Repeat the listing word for word, from the line containing "task | put a marker on each instance of the short" through the end of the listing, leaving out the pictures.

Supplied records:
--- BEGIN ---

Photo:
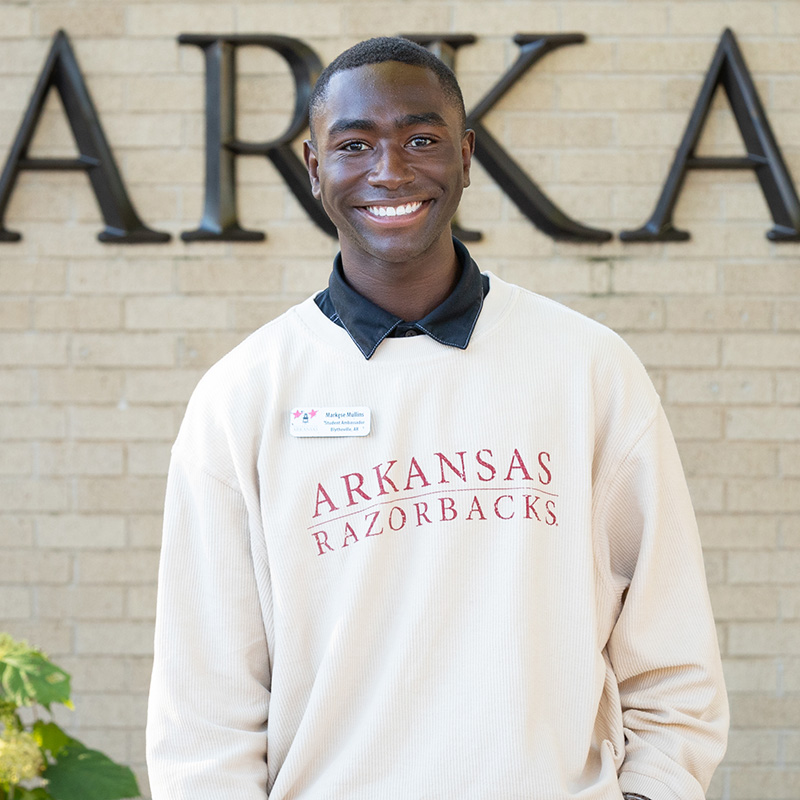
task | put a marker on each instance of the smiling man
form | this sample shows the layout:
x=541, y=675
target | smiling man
x=426, y=534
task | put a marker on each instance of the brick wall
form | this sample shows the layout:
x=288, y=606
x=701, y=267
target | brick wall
x=100, y=345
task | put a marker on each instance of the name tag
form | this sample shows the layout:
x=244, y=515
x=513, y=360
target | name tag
x=353, y=421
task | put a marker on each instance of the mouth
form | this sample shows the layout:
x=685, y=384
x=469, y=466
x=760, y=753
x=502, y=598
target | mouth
x=398, y=213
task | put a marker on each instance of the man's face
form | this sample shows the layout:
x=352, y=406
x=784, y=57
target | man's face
x=390, y=160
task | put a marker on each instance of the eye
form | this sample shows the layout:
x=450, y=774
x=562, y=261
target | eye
x=354, y=147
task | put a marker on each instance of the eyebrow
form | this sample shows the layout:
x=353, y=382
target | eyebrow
x=427, y=118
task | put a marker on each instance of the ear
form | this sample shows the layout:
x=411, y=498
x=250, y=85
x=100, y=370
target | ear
x=467, y=150
x=312, y=165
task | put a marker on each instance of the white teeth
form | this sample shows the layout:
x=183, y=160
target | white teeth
x=394, y=211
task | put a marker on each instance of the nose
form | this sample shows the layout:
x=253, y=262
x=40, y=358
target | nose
x=390, y=169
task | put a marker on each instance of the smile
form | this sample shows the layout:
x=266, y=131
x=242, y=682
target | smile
x=394, y=211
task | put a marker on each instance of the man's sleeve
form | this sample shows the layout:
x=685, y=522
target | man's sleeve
x=663, y=648
x=209, y=696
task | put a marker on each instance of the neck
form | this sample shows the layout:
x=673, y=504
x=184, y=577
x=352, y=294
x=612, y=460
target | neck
x=410, y=289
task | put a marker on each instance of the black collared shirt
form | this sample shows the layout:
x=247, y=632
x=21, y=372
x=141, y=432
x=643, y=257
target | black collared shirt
x=450, y=323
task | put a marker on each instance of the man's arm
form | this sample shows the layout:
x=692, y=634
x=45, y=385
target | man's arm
x=663, y=648
x=209, y=696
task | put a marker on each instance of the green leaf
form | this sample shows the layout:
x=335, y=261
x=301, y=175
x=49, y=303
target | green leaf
x=83, y=774
x=50, y=737
x=21, y=793
x=28, y=678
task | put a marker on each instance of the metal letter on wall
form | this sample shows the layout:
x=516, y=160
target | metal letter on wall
x=220, y=220
x=61, y=70
x=527, y=196
x=728, y=69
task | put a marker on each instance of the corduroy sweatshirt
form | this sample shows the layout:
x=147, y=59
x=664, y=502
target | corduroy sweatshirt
x=497, y=593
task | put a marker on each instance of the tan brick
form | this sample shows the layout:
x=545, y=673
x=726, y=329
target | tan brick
x=141, y=603
x=161, y=386
x=35, y=567
x=120, y=494
x=775, y=495
x=15, y=602
x=204, y=349
x=89, y=20
x=124, y=349
x=750, y=674
x=34, y=495
x=167, y=313
x=596, y=93
x=16, y=386
x=15, y=458
x=615, y=19
x=70, y=458
x=80, y=386
x=14, y=314
x=765, y=424
x=790, y=603
x=126, y=424
x=138, y=670
x=716, y=313
x=708, y=494
x=790, y=532
x=693, y=423
x=763, y=567
x=129, y=56
x=32, y=349
x=144, y=530
x=675, y=349
x=304, y=21
x=787, y=387
x=36, y=422
x=729, y=458
x=669, y=55
x=738, y=532
x=165, y=93
x=757, y=710
x=720, y=387
x=153, y=276
x=776, y=782
x=789, y=460
x=761, y=278
x=16, y=531
x=148, y=458
x=80, y=602
x=744, y=603
x=54, y=637
x=83, y=313
x=112, y=710
x=96, y=674
x=118, y=568
x=787, y=316
x=80, y=531
x=364, y=20
x=171, y=19
x=714, y=562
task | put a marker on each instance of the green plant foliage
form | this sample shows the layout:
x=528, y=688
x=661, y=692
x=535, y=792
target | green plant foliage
x=41, y=761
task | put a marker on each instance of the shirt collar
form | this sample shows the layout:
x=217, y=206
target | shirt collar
x=451, y=323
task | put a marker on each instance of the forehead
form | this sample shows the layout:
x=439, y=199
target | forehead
x=387, y=90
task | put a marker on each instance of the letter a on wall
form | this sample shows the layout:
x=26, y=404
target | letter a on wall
x=728, y=69
x=61, y=71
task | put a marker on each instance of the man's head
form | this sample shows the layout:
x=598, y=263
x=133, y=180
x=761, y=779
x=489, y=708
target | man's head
x=378, y=51
x=389, y=155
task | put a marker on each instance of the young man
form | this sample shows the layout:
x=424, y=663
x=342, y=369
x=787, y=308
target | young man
x=426, y=534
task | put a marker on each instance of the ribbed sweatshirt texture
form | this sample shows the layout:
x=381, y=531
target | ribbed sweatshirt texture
x=498, y=593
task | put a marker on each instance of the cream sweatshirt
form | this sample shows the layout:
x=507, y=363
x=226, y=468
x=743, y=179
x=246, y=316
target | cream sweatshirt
x=496, y=593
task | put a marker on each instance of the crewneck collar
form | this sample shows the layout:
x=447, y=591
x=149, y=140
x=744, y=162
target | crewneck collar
x=451, y=323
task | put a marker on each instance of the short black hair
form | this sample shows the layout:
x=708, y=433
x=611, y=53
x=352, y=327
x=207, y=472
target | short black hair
x=377, y=51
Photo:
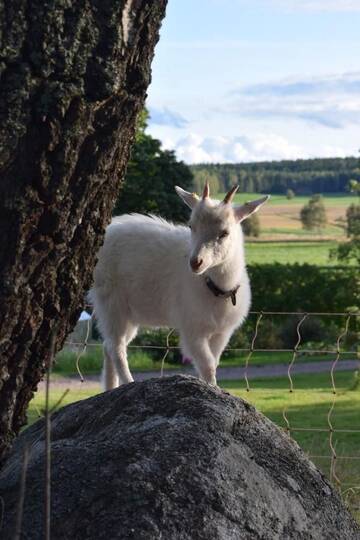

--- END ---

Output of the exercise:
task | put a marker on each instance of the short black hair
form | this sample shows the layout:
x=708, y=433
x=611, y=53
x=352, y=327
x=207, y=472
target | short black hair
x=377, y=51
Photo:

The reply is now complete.